Can you reproduce each of the entries below word for word, leaving every line unchanged?

Excerpts from a point labeling dataset:
===

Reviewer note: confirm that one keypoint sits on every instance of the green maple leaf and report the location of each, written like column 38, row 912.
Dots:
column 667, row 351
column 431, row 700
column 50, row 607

===

**Correct answer:**
Reviewer note: confirm that one keypoint sits on every instance of the green maple leaf and report the location of each, written like column 38, row 912.
Dots:
column 667, row 351
column 431, row 700
column 50, row 607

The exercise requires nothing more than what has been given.